*Brief:*
Return the data exactly, with all pictures removed.

A run of records
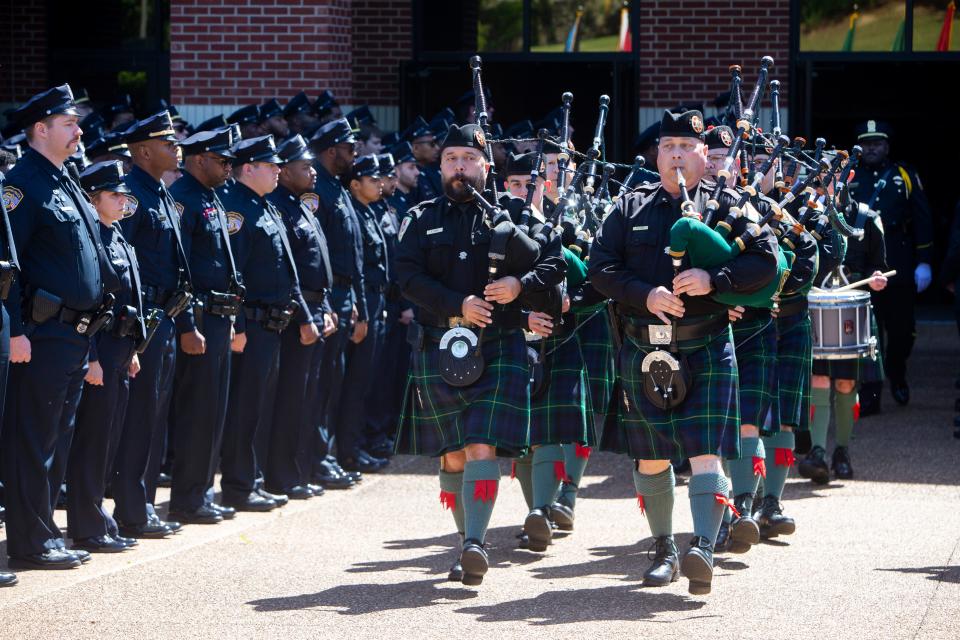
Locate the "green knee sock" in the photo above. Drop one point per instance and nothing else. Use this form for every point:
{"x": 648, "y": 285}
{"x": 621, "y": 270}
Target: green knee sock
{"x": 820, "y": 400}
{"x": 480, "y": 481}
{"x": 779, "y": 449}
{"x": 451, "y": 495}
{"x": 548, "y": 471}
{"x": 523, "y": 470}
{"x": 655, "y": 494}
{"x": 745, "y": 471}
{"x": 706, "y": 510}
{"x": 575, "y": 457}
{"x": 843, "y": 404}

*Exercise response:*
Locate the "green knee sock" in the photo above. Drop one point per instance and nothing else. Use this form for every point:
{"x": 648, "y": 285}
{"x": 621, "y": 270}
Target: green knee sock
{"x": 820, "y": 400}
{"x": 480, "y": 481}
{"x": 779, "y": 449}
{"x": 451, "y": 495}
{"x": 548, "y": 471}
{"x": 523, "y": 470}
{"x": 655, "y": 494}
{"x": 745, "y": 471}
{"x": 706, "y": 510}
{"x": 575, "y": 457}
{"x": 843, "y": 404}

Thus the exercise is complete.